> _Task details_
Let your answer be the line containing "If you could identify the grassy" and every line below it to the end of the records, copied exactly.

> _Input for this task_
* * * *

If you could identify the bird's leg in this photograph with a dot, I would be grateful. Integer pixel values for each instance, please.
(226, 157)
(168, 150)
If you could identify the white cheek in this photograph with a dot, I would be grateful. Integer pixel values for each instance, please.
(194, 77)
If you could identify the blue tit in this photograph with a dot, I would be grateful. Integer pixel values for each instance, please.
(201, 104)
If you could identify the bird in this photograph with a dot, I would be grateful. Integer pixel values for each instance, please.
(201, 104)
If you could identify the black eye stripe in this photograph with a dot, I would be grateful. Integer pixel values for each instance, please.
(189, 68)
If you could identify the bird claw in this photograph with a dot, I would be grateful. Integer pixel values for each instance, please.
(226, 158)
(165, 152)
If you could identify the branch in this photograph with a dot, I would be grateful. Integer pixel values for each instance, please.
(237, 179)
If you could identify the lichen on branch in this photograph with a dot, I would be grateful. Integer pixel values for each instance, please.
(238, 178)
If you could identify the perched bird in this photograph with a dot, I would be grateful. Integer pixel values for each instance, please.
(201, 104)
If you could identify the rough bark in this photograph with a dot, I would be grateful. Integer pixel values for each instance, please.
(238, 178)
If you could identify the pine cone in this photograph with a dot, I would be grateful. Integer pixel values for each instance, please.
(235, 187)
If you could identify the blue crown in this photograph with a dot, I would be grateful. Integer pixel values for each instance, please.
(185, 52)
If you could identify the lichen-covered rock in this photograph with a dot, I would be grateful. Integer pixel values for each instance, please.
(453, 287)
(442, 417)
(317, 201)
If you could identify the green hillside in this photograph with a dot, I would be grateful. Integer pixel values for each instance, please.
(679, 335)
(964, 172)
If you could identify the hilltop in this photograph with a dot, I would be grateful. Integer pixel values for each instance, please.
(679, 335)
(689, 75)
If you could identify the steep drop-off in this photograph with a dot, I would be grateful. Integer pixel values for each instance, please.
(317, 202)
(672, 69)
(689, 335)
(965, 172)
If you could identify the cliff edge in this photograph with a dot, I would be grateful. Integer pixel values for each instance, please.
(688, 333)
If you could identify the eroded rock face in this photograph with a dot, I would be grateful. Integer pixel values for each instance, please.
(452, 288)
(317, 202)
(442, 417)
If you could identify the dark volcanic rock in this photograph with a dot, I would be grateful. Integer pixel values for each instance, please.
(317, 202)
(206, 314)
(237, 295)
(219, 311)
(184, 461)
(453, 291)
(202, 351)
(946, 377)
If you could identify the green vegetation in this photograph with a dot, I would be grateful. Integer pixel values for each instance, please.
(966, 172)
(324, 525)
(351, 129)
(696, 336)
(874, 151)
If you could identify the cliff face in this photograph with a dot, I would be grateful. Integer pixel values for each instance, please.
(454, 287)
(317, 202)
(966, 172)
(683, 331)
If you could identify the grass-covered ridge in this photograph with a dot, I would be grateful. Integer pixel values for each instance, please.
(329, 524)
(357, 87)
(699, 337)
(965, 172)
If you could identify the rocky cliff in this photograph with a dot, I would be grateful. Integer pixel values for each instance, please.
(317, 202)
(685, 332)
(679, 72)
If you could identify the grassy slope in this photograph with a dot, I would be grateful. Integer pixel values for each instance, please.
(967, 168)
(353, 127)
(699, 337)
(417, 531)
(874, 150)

* * * *

> _Solution to this task_
If you could identify the grassy slope in this photograph with a dot, I would be grateful. Integer pixel values for each instance, please.
(967, 168)
(353, 127)
(699, 337)
(417, 531)
(874, 150)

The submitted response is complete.